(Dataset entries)

· · · · ·

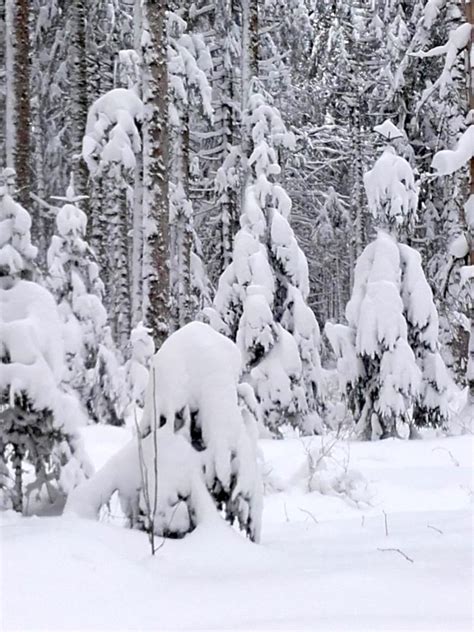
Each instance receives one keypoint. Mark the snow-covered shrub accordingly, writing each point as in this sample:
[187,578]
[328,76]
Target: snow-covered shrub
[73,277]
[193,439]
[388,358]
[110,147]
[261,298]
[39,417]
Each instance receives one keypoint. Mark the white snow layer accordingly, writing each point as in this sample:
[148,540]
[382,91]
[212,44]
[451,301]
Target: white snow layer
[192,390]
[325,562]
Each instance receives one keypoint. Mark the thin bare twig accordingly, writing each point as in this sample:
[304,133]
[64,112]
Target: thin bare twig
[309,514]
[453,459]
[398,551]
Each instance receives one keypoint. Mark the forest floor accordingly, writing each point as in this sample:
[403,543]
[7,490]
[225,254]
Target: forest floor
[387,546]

· · · · ·

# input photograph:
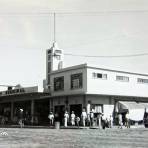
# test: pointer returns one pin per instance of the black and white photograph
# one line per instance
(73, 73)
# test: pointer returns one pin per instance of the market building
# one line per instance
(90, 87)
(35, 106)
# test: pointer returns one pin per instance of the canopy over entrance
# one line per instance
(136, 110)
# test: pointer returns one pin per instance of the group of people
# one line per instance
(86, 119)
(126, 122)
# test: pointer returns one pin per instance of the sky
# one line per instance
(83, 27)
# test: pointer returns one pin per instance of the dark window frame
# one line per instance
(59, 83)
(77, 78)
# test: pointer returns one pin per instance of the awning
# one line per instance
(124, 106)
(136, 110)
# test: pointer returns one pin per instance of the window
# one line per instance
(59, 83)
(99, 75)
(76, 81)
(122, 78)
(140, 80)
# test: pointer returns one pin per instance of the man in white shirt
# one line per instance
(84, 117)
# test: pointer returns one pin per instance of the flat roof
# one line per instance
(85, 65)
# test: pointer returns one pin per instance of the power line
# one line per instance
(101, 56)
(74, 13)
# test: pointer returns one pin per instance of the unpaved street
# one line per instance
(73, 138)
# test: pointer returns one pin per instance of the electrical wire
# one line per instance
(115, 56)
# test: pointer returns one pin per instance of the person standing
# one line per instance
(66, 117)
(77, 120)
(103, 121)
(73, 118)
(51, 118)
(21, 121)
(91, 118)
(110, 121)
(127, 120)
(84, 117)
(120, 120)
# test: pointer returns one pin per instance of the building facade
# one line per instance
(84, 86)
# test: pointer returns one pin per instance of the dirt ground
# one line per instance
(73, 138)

· · · · ·

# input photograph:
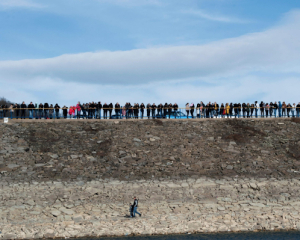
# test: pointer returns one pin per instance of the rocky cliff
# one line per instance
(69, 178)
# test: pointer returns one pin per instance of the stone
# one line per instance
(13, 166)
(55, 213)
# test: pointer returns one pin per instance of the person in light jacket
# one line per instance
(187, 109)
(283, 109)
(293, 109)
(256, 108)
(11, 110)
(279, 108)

· · · · ·

• Objective: Return every line in the items above that contains the word "sample", copying each such line in full.

• Task solution:
Each instance receives one keypoint. Mark the snow-covered shrub accordingly, writing each point as in this sample:
Each instance receives one keypoint. Mark the white snow layer accordingly, writing each point as in this sample:
Each instance receives one keypoint. Mark the thin bare twig accordingly, writing each point as in this sample:
Each instance receives one keypoint. Mark the forest floor accordingly, writing each point as in this sample:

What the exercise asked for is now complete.